**QUOTED PASSAGE:**
--- START ---

Hongkongers should take note: in a mere nine pages, the CFA opens the door to further broadening the influence of the 2020 National Security Law (NSL) over Hong Kong law. The ruling is a deeply disappointing one and signals that the CFA will likely take the same government-friendly attitude towards national security cases as the lower courts have.
Ng and four other members of the union were arrested in July, over the publication of three children’s picture books which the government deemed to be seditious. Ng and two of her colleagues were initially released, but were detained again in late August after the government formally filed sedition charges against them under the Crimes Ordinance. All five have remained in detention since then.
The core question before the court was seemingly straightforward: does Article 42(2) of the NSL, which sets a higher threshold for bail, apply to all cases related to national security, or only to cases in which individuals were charged with NSL crimes? Drawing on a prior ruling in the ongoing national security case against Jimmy Lai, the CFA held that Article 42(2) does indeed apply to all national security cases, including those brought under other provisions of Hong Kong law.

--- END ---

**REQUIREMENTS:**
A. Answer these questions using the text on the Hong Kong bail ruling:
(i) How many pages long is the CFA's ruling?
(ii) Under which ordinance did the government formally file the sedition charges?
(iii) The CFA drew on a prior ruling in which ongoing national security case?
B. Go on with the text on the Hong Kong bail ruling, starting after its last sentence.
The rows have nothing to do with the text on the Hong Kong bail ruling.

**ENTRIES SUPPLIED:**

--- START ---

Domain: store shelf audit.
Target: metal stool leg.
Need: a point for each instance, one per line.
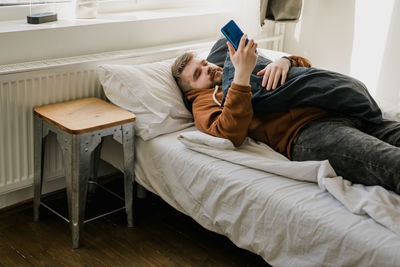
(94, 167)
(128, 143)
(38, 165)
(76, 155)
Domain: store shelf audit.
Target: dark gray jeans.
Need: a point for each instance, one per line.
(359, 151)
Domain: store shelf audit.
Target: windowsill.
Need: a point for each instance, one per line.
(22, 42)
(11, 26)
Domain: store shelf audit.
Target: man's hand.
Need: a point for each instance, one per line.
(244, 60)
(273, 72)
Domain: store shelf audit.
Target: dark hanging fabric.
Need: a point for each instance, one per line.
(280, 10)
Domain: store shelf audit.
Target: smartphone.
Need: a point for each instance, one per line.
(233, 33)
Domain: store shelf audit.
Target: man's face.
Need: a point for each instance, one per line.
(201, 74)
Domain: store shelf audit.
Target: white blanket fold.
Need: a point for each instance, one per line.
(381, 205)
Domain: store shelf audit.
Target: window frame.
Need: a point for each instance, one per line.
(65, 9)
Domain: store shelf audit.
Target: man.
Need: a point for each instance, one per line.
(360, 151)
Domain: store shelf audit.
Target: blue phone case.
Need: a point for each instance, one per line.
(233, 33)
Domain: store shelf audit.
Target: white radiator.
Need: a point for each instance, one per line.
(24, 86)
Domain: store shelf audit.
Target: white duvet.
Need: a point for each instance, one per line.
(375, 201)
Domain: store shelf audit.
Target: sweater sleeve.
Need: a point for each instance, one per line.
(300, 62)
(230, 122)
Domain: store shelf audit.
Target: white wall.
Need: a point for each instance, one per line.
(355, 37)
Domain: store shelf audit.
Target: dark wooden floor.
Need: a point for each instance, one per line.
(162, 237)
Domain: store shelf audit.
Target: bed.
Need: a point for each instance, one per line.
(286, 221)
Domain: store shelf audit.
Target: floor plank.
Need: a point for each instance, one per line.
(162, 237)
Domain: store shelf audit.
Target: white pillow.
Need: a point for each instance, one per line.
(149, 91)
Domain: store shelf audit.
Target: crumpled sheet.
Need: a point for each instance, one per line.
(380, 204)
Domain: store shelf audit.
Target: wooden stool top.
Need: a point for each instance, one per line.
(84, 115)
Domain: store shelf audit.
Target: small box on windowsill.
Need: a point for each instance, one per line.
(41, 17)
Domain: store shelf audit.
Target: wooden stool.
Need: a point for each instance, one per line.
(80, 126)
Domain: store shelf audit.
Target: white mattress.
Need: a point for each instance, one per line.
(285, 221)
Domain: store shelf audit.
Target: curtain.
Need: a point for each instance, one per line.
(280, 10)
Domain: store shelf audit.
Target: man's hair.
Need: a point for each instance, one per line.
(177, 68)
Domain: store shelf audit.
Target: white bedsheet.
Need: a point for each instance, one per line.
(287, 222)
(375, 201)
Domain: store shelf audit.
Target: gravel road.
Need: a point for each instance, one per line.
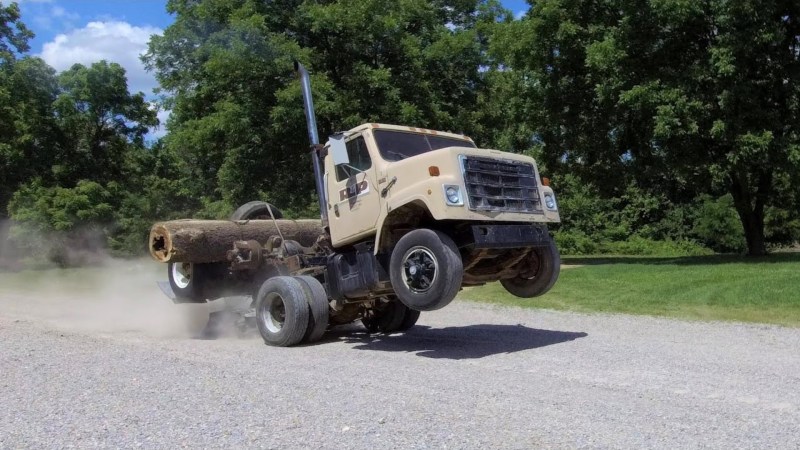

--- END ---

**ANSWERS GIVEN:**
A.
(i) Nine pages.
(ii) The Crimes Ordinance.
(iii) The case against Jimmy Lai.

B.
It must be said that the CFA’s interpretation is a colourable one. It is indeed possible to read the somewhat ambiguous language of Article 42(2) to apply to any and all national security cases, and to limit – or, if recent experience is any guide, effectively rule out – pre-trial release for individuals accused of national security crimes. That said, the court’s reading is not the only possible one for Article 42(2). Given the range of interpretive choices before the CFA, it is regrettable that it chose the option that restricts due process rights.
What is perhaps most disturbing about the ruling – beyond the fact that it consigns Sidney Ng herself to continued detention, despite having not been convicted of any crime – is that it broadens the NSL’s reach into Hong Kong law.
As the CFA makes clear in its ruling, Article 42(2) is not the only NSL provision that should, in its view, be applied to non-NSL national security cases. According to the court, NSL Article 43, which covers police investigatory powers, can also be applied to non-NSL cases. As a result, the sweeping NSL Implementing Regulations, which make it easier for police to use their extensive surveillance and search powers without judicial oversight, can now be used to investigate various non-NSL crimes. This too represents a significant – and also unnecessary, given that the case centres only on Ng’s bail request – step backwards for Hong Kong law.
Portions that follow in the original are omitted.